• [Défi 1]: Recopiez le passage du texte sur les noms de famille et lieux-dits basques, de "2° Ceux qui" à "abondance de frênes.".
• [Défi 2]: D'après le texte sur les noms de famille et lieux-dits basques, dans quelle ville a été imprimée la traduction du Nouveau Testament par Jean de Liçarrague ?
• [Défi 3]: Rédigez la suite du texte sur les noms de famille et lieux-dits basques, en reprenant après sa dernière phrase.

• [Texte cité]:

----------

NOMS DE FAMILLE ET LIEUX-DITS.
De nombreuses études ont été faites, au cours de l'Histoire, pour comprendre la signification de noms de familles et lieux-dits du Pays Basque.
Voici ce que rapporta Jules Vinson, à ce sujet dans la revue Gure Herria, en août 1921 :
"Le basque est incontestablement la plus vieille langue de l'Europe ; si l'on voulait chiffrer son âge, il faudrait compter par centaines ou par milliers de siècles. Mais elle n'a été écrite qu'à la fin du XVe siècle ou au commencement du XVIe siècle ; deux ouvrages, fort importants, sont les premiers livres basques imprimés connus. Le premier, un recueil de poésies par Bernard Dechepare a été publié à Bordeaux en 1545 ; il n'en existe plus qu'un seul exemplaire conservé à la Bibliothèque Nationale à Paris, mais il a été trois fois réimprimé en 1847, 1874, 1890. Le second est la traduction du Nouveau Testament par Jean de Liçarrague, de Briscous, imprimé à la Rochelle, en 1571 ; une seconde édition, tout à fait exacte, a été publiée en 1900 à Strasbourg par les soins de MM. Schuchardt et Th. Linschmann. Ces ouvrages nous font voir que le basque du XVIe siècle différait sensiblement de celui d'aujourd'hui : il est donc probable que si nous avions des textes plus anciens nous trouverions des différences encore plus grandes et nous serions mieux renseignés sur l'histoire et l'évolution de la langue. Nous avons seulement une liste d'une vingtaine de mots dans un manuscrit, liber de miraculis S. Jacobi, à Saint-Jacques de Compostelle ; l'auteur, un certain Aimery Picaud de Poitiers les avait recueillis pendant son voyage en passant par la Navarre. On attribue à ce manuscrit la date de 1179, il est certainement plus moderne d'environ deux siècles, mais nous avons des spécimens plus anciens dans les noms de personnes, de villages, de maisons ; dans les noms topographiques qui nous ont été transmis par la tradition orale qui existent plus ou moins altérés ou qui sont cités dans différents écrits du moyen-âge.
Ces mots, ces lieux-dits, comme on les appelle, peuvent se classer en quatre catégories, à savoir :
1° Ceux qui dérivent de noms de personnes, p. ex. Dornaletche, la maison Dornal, Samsinena (la maison) des Samson, Lafitenia et Dagienbaita qui sont des locatifs dont le n final est tombé et qu'on doit traduire par conséquent chez les Lafitte, chez Dagien.
2° Ceux qui indiquent une certaine culture, une végétation, la composition géologique, l'état matériel ; ils sont formés par les terminaisons quantitatives, eta et keta (pluralité), aga (abondance), egi (excès), titoi (espace limité), u, su, chu, zu, tchu, tsu, tzu avec ou sans n (terrain, région), harrieta les pierres, espeleta ou espelete : les buis, greciette les cerisiers, urqueta les eaux, amezketa les chênes tauzins, liçaraga abondance de frênes.

----------

• [Items affichés]:

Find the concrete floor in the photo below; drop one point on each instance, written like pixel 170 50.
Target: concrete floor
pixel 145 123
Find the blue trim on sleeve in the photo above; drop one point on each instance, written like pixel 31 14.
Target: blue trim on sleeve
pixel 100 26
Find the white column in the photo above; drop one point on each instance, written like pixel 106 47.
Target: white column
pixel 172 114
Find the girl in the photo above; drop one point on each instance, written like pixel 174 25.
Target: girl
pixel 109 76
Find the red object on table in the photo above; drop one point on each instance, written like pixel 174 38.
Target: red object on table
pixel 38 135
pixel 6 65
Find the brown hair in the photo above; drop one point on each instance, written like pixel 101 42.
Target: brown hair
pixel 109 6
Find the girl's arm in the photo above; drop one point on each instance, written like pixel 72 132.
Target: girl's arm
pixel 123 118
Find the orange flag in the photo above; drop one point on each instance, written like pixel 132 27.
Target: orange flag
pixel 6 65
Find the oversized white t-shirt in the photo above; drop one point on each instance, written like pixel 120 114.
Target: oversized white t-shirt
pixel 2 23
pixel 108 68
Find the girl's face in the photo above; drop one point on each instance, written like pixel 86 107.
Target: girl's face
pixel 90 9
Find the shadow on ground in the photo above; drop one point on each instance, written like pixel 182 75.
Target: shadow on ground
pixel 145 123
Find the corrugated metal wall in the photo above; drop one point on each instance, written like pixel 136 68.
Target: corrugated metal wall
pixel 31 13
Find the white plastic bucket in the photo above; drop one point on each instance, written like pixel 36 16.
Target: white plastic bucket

----------

• [Réponse rédigée 1]:
2° Ceux qui indiquent une certaine culture, une végétation, la composition géologique, l'état matériel ; ils sont formés par les terminaisons quantitatives, eta et keta (pluralité), aga (abondance), egi (excès), titoi (espace limité), u, su, chu, zu, tchu, tsu, tzu avec ou sans n (terrain, région), harrieta les pierres, espeleta ou espelete : les buis, greciette les cerisiers, urqueta les eaux, amezketa les chênes tauzins, liçaraga abondance de frênes.

• [Réponse rédigée 2]: À la Rochelle.

• [Réponse rédigée 3]:
On peut regarder keta comme contracté de koeta ; le suffixe ko, génitif de position s'emploie souvent avec un sens restrictif et diminutif, mutiko pour mutilko "petit garçon" ; il peut être aussi employé comme déterminatif, alors urketa, amezketa signifieraient quelque chose comme "région des eaux" et "endroit couvert de chênes tauzins". Le nom de la mère d'Axular, Aspilcouette pourrait donc signifier "les terrains au pied des monts" ou "le lieu de jonction des montagnes" en prenant aspil comme synonyme de mendibil.
3° Ceux qui indiquent une position relative, terminés par les mots garay, goyen gain, goiti "au-dessus" ; behere, ber, be "au-dessous" ; alde, "à côté" ; arte, art, "au milieu" ; ondo, "à la suite" ; aspi (aspil) "au pied" ; buru "extrémité" ; barren, barne, "extrémité inférieure" ; bazter "contigu" ; bide "chemin " ; etchegaray "maison au-dessus" ; berrogain "fourré au-dessus" ; etchegoyen " maison au-dessus" ; Dihursubehere, "au-dessous de l'endroit où il y a de l'eau courante et des joncs" ; iruber "ville au-dessous" ; inchauspe "sous un noyer" ; fagalde "à côté des hêtres" ; ibarrondo " à la suite de la vallée" ; duhart, uhart, ugarte "au milieu de l'eau" ; legaspi "au pied du gravier" ; mendiboure "extrémité de la montagne" ; ithurbide "chemin de fontaine" ; azcoitia et azpeitia, "le haut et le bas de la montagne" ; izpazler "contigu à l'étang". Il y aurait aussi sarri qui paraît signifier prolongement : irisarri, "faubourg de la ville" ; iharassarri, "annexe du moulin".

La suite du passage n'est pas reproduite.